REQUIRED ACTION: Return everything from "Avalos says the" down to "Northwest Aginfo Net." in the Pasco traceability meeting report, copied word for word.

Pasco animal traceability meeting

Pasco animal traceability meeting

Washington Ag Today August 23, 2010 Tomorrow, August 24th is when USDA’s Animal and Plant Health Inspection Service will hold a public meeting in Pasco on a new plan for animal disease traceability. Under a new direction states and tribal nations must establish the ability to trace back to their state of origin, animals moving interstate.

During a recent congressional hearing House Agriculture Committee Chairman Collin Peterson asked.

Peterson: “Why does USDA believe that this new traceability framework approach will be better received or any more successful that past efforts?”

USDA Undersecretary Ed Avalos answered that because the new system is based on state and tribal partnership.

Avalos: “This is no longer a top down request. This is a request where we reach out. And we are going to develop standards that the whole country has to meet, but we are going to allow the states and the tribes to meet those standards in a way that works best for them.”

Avalos says the new approach goes back to basics from a technological standpoint too.

Avalos: “We are using simple identification that we have used for years in disease programs at USDA. These are programs that will give us better buy-in from industry.”

Tomorrow’s meeting is from 8 a.m. to 4 p.m. at the Pasco Red Lion Hotel.

Registration begins one hour prior to the start.

The Washington State Department of Agriculture reports it issued 16-hundred-fifty dollars in fines and imposed license suspensions during the second quarter of 2010 for violations of state pesticide laws and rules. The violations included exposing a farm operator to pesticide drift and damaging and organic alfalfa field.

I’m Bob Hoff and that’s Washington Ag Today on Northwest Aginfo Net.

EXTRACTED ENTRIES:
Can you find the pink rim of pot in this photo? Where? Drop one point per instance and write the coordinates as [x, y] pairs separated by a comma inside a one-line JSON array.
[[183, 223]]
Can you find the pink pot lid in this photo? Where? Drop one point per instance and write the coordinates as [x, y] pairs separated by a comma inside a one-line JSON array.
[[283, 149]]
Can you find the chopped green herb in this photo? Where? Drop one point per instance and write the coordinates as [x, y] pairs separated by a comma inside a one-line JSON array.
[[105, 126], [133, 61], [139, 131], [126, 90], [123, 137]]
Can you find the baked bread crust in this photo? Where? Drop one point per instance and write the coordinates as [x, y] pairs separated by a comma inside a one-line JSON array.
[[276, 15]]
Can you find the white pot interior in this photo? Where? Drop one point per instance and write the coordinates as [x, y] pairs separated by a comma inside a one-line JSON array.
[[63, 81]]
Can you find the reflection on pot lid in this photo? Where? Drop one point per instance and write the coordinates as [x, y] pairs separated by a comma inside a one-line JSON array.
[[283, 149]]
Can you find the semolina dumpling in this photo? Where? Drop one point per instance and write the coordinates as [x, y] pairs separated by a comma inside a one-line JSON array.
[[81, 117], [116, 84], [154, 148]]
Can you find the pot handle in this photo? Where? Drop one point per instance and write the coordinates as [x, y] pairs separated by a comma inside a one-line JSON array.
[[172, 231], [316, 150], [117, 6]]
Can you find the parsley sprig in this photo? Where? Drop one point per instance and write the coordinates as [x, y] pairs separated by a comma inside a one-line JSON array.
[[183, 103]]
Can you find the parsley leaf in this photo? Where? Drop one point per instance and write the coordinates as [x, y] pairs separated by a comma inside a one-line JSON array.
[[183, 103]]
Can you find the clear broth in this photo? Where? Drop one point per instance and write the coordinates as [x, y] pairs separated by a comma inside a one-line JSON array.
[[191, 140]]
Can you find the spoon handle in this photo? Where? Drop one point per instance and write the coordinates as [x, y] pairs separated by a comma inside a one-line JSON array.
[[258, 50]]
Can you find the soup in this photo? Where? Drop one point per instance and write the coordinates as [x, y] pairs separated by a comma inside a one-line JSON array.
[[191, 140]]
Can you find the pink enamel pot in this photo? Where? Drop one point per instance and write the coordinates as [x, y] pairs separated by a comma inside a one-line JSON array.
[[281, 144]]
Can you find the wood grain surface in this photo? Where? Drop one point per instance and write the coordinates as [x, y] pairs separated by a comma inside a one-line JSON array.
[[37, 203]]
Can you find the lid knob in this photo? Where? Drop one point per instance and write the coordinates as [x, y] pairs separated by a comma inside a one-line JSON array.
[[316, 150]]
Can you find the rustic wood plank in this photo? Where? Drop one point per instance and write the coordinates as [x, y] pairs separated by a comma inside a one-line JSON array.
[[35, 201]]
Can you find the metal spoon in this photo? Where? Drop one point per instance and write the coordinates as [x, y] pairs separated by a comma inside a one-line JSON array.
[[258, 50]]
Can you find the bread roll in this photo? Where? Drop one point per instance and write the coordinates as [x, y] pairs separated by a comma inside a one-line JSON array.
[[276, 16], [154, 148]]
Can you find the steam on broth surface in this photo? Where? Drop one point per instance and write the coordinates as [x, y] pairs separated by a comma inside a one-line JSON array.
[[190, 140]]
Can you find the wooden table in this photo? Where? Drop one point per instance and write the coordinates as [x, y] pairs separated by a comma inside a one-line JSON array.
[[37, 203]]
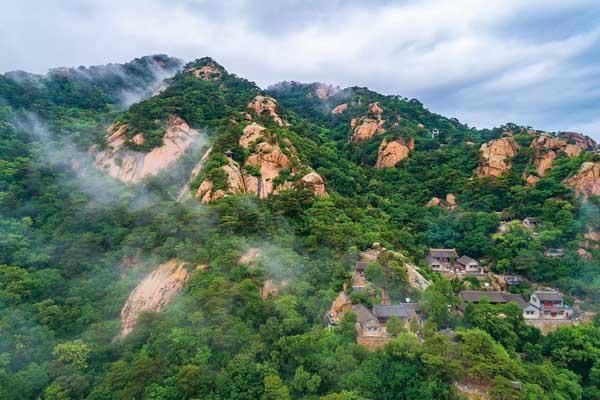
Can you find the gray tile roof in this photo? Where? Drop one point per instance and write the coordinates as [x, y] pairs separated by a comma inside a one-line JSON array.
[[466, 260], [443, 253], [476, 296], [548, 295], [363, 314], [361, 265], [404, 311], [430, 260]]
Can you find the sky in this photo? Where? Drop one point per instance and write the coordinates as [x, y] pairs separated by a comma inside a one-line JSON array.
[[485, 62]]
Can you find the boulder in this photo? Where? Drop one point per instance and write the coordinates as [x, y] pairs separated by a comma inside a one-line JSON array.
[[208, 72], [314, 182], [270, 160], [364, 128], [132, 167], [153, 293], [375, 108], [340, 108], [495, 157], [586, 182], [266, 105], [392, 152], [547, 148]]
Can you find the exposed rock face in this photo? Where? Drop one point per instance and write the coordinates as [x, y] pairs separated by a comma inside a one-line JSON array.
[[138, 139], [270, 160], [153, 293], [207, 72], [365, 127], [130, 262], [531, 180], [375, 108], [495, 157], [547, 148], [581, 141], [323, 91], [251, 134], [314, 183], [340, 305], [185, 190], [587, 180], [131, 167], [340, 108], [250, 256], [434, 202], [391, 153], [449, 203], [266, 105], [271, 288]]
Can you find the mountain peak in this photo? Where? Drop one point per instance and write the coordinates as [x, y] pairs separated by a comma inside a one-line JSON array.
[[206, 69]]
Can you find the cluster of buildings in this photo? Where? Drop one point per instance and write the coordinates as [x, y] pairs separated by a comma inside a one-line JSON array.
[[447, 261], [371, 325], [544, 304]]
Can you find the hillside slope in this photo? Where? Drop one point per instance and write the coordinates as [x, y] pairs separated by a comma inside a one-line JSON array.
[[106, 206]]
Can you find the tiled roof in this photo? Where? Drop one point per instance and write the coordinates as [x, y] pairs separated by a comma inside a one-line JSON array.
[[405, 310], [466, 260], [548, 296], [361, 265], [469, 296], [443, 253], [430, 260], [363, 314]]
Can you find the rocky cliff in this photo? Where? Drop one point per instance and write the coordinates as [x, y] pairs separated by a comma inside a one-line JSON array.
[[266, 106], [365, 127], [546, 148], [153, 293], [586, 182], [495, 157], [392, 152], [132, 167], [267, 159], [207, 72], [582, 141], [449, 203]]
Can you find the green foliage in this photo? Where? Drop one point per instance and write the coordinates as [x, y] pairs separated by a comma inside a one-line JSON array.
[[66, 245]]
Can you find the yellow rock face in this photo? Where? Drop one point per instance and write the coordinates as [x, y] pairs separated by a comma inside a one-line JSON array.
[[495, 157], [153, 293], [587, 180], [391, 153], [131, 167]]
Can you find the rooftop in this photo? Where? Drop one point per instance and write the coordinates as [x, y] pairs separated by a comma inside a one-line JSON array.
[[465, 260], [469, 296], [363, 314], [443, 253], [404, 310], [548, 295], [361, 265]]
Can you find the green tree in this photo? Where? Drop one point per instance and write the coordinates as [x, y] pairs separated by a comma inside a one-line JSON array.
[[275, 389]]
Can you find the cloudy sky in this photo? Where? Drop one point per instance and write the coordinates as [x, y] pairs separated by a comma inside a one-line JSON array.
[[487, 62]]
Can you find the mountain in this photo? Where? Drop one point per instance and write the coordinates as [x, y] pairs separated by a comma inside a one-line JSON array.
[[170, 230]]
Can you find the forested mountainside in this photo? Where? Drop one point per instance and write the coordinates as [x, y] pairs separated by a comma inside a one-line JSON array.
[[172, 231]]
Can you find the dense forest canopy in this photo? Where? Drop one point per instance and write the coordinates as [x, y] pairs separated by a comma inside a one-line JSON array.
[[74, 242]]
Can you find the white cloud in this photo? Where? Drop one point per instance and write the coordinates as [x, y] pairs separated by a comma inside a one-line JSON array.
[[485, 62]]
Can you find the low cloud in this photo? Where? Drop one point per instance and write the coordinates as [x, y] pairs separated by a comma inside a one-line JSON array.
[[485, 62]]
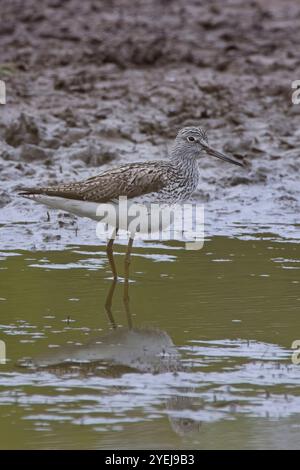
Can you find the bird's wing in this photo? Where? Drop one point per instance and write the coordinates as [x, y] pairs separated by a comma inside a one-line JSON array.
[[129, 180]]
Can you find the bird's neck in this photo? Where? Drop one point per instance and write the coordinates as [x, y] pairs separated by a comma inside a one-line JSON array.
[[184, 161]]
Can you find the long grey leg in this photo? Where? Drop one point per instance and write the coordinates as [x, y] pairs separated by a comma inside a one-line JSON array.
[[108, 304], [110, 254], [126, 282], [128, 256]]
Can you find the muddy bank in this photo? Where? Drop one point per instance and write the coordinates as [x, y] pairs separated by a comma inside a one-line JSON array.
[[93, 84]]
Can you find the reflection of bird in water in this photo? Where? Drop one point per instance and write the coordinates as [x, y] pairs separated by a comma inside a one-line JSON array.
[[163, 181], [146, 350]]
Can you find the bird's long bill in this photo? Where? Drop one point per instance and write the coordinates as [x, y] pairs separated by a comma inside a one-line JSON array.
[[216, 153]]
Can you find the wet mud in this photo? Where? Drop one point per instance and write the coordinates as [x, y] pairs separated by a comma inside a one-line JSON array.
[[93, 84]]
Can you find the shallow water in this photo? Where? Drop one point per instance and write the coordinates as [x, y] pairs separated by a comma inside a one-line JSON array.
[[200, 357]]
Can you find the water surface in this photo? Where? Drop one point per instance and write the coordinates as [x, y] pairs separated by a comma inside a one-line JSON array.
[[199, 356]]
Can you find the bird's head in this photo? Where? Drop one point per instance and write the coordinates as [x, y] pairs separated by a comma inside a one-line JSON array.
[[193, 142]]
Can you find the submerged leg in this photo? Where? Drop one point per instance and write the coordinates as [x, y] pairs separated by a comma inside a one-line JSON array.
[[110, 254], [128, 257], [126, 282], [108, 304]]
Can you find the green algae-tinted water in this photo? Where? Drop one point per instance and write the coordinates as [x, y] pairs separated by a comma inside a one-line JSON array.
[[199, 358]]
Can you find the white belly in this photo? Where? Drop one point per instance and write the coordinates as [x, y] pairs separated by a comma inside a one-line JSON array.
[[123, 214]]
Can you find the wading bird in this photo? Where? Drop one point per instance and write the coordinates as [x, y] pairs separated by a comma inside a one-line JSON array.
[[167, 181]]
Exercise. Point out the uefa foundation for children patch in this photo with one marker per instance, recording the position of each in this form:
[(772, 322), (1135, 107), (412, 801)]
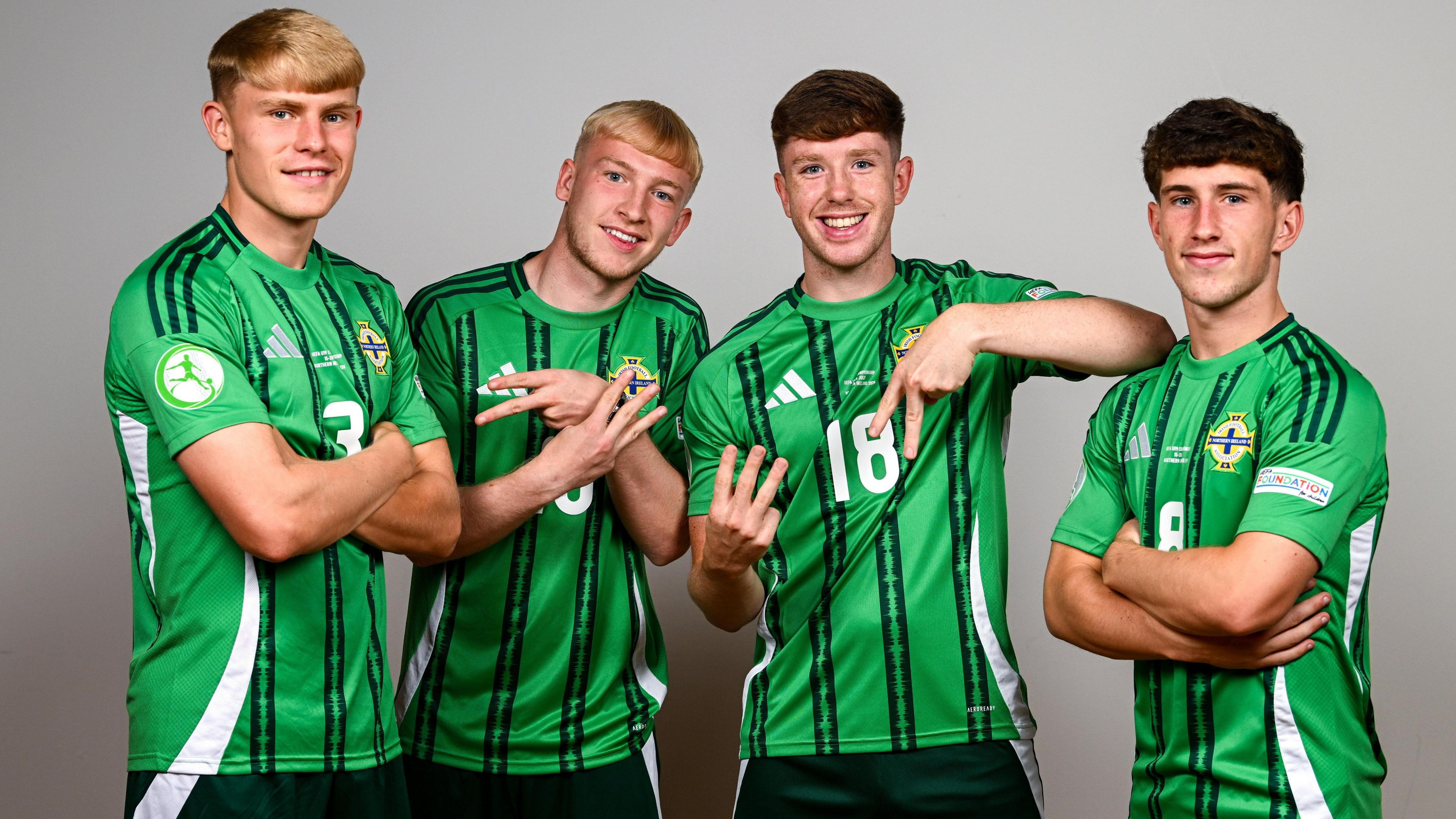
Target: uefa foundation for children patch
[(1295, 483)]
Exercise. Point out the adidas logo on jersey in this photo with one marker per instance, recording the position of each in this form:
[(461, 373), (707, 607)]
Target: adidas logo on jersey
[(507, 369), (280, 347), (790, 390), (1138, 445)]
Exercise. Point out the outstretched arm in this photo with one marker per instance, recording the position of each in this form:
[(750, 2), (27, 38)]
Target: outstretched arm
[(1084, 611), (423, 516), (1219, 591), (1088, 336), (279, 505)]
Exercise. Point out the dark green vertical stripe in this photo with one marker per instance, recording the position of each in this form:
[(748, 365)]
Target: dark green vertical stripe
[(1282, 799), (893, 613), (325, 449), (468, 372), (519, 582), (375, 659), (755, 395), (1155, 668), (836, 541), (348, 342), (584, 614), (264, 716), (431, 687), (336, 706)]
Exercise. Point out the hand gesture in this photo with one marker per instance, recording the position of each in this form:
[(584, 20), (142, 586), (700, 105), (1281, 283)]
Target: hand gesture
[(937, 366), (584, 452), (563, 397), (740, 524), (1283, 643)]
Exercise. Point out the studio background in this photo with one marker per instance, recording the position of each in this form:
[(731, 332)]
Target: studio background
[(1024, 121)]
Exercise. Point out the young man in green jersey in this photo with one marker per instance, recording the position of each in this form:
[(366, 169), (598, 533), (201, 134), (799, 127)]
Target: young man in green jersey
[(274, 441), (535, 659), (875, 565), (1261, 447)]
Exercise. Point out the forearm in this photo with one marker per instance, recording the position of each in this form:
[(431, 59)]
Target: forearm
[(728, 599), (421, 519), (651, 499), (490, 512), (1081, 610), (1090, 336)]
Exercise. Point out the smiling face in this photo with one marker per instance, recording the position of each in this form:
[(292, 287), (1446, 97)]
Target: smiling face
[(842, 196), (290, 152), (622, 207), (1221, 229)]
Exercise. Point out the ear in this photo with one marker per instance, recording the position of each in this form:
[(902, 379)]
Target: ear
[(1155, 223), (905, 171), (679, 226), (215, 119), (565, 178), (1291, 222)]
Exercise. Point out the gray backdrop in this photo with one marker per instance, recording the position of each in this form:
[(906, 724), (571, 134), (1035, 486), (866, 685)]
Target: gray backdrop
[(1024, 123)]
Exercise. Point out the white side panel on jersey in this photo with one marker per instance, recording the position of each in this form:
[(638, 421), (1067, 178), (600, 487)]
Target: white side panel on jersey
[(1362, 547), (1007, 678), (165, 796), (1028, 763), (650, 761), (654, 689), (1302, 783), (135, 441), (204, 750), (420, 659)]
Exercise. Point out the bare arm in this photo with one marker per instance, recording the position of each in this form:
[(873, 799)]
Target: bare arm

ANSWER:
Avalos says the new approach goes back to basics from a technological standpoint too.

Avalos: “We are using simple identification that we have used for years in disease programs at USDA. These are programs that will give us better buy-in from industry.”

Tomorrow’s meeting is from 8 a.m. to 4 p.m. at the Pasco Red Lion Hotel.

Registration begins one hour prior to the start.

The Washington State Department of Agriculture reports it issued 16-hundred-fifty dollars in fines and imposed license suspensions during the second quarter of 2010 for violations of state pesticide laws and rules. The violations included exposing a farm operator to pesticide drift and damaging and organic alfalfa field.

I’m Bob Hoff and that’s Washington Ag Today on Northwest Aginfo Net.